• **Selected text**
▬▬▬▬▬▬▬▬▬▬
Garreau highlighted the significant challenges faced by the South African economy, including electricity capacity constraints, a struggling logistics sector, and a high level of inequality.
However, he noted that the opening of Transnet’s infrastructure to third-party freight operators in 2023 would help improve the performance of the logistics sector.
Fitch acknowledged the progress made in the second half of 2023 with the government’s Operation Vulindlela, a joint initiative of the Presidency and National Treasury aimed at accelerating the implementation of structural reforms and supporting economic recovery.
The operation focuses on modernizing and transforming network industries such as electricity, water, transport, and digital communications. It also prioritizes reforms to the visa regime to attract skills and promote growth in tourism.
Despite these efforts, Fitch expressed concerns about the slow improvements in power generation capacity, stating that load shedding would decrease in intensity but not disappear in 2024 and 2025 compared to 2023.
▬▬▬▬▬▬▬▬▬▬
Write what comes next in the text on Fitch's view of South Africa's economy, beginning right after its last sentence. These records have no connection to the text.
▬▬▬▬▬▬▬▬▬▬
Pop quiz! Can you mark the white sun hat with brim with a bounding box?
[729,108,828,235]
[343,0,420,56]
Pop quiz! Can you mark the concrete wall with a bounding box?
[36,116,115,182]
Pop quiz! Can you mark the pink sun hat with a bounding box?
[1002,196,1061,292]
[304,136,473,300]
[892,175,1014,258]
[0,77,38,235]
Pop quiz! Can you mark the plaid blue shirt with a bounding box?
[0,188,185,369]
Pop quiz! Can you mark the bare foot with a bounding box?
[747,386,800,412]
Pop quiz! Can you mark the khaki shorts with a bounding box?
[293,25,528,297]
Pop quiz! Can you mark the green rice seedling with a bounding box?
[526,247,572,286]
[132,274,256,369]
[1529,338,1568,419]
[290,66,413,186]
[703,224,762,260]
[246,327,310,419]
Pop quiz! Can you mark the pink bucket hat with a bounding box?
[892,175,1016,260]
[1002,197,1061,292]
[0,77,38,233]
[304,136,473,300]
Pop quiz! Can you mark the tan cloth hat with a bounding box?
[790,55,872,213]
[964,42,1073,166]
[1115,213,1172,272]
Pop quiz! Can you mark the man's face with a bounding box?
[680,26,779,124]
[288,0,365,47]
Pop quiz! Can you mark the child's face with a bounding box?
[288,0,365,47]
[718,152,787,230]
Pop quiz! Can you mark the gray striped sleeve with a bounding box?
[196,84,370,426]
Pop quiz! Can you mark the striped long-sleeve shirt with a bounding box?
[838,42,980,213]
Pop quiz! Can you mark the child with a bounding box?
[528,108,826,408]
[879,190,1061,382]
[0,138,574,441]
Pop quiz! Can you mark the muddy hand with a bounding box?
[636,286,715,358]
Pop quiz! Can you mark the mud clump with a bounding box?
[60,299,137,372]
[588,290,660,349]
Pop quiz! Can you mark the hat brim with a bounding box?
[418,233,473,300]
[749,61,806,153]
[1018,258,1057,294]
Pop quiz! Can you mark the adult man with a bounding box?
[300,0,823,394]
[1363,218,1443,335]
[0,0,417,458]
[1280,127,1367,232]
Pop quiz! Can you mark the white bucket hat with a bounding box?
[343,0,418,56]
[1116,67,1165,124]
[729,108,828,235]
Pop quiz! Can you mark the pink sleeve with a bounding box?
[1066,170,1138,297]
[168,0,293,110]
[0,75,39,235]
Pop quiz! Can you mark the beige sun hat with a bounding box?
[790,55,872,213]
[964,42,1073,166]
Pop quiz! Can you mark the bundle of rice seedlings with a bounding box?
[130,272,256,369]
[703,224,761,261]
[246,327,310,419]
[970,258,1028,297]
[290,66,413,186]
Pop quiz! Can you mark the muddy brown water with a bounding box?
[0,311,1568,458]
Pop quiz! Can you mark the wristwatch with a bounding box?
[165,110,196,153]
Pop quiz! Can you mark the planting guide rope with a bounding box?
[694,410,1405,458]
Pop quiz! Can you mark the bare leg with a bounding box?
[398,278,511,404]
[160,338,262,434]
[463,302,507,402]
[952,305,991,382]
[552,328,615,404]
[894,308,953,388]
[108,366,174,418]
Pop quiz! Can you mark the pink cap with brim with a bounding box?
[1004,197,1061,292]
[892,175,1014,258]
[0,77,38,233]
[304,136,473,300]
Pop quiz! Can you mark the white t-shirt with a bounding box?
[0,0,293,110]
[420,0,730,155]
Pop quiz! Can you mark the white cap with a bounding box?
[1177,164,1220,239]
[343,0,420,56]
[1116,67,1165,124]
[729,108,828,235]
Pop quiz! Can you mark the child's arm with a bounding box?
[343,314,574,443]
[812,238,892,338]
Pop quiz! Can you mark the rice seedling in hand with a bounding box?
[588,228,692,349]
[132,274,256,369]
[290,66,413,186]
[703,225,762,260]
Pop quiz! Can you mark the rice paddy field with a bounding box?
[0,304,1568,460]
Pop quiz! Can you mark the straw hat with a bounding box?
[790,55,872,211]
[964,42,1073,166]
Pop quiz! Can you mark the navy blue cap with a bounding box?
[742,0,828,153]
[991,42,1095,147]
▬▬▬▬▬▬▬▬▬▬
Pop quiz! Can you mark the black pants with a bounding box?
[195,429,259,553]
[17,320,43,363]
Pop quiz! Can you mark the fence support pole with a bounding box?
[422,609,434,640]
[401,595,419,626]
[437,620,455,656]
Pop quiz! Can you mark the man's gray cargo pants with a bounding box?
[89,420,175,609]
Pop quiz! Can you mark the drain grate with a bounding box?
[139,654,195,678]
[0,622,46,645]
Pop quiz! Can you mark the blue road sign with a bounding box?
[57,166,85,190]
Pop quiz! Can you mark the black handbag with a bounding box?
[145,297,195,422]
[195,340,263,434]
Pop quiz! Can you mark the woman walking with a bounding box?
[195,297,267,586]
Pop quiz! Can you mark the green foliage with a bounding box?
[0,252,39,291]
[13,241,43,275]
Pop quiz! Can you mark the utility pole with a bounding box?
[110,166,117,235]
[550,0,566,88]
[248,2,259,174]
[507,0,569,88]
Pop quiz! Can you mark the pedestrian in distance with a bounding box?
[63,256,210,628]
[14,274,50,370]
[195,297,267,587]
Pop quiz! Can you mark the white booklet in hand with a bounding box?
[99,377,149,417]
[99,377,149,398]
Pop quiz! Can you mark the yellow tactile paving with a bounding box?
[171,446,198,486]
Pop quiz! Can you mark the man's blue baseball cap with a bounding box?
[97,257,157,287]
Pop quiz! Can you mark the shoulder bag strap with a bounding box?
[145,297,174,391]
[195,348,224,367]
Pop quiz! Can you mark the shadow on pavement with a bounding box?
▬▬▬▬▬▬▬▬▬▬
• **Result of the task**
Garreau mentioned that the return of three units at the Kusile power station and the synchronization of unit 5 in late 2023 added a total of 3,200MW to generation capacity. Additionally, private-sector investments are expected to contribute further capacity, with confirmed projects representing 12GW of new capacity.
However, Fitch noted that the legal separation of Eskom into three divisions, aimed at creating a competitive and open electricity market, is progressing slowly, and full separation is not expected before 2025.
In its assessment, Fitch maintained South Africa’s credit rating at “BB-” with a stable outlook. This rating keeps South Africa’s sovereign bonds below investment level according to all three major ratings agencies: Fitch, S&P, and Moody’s.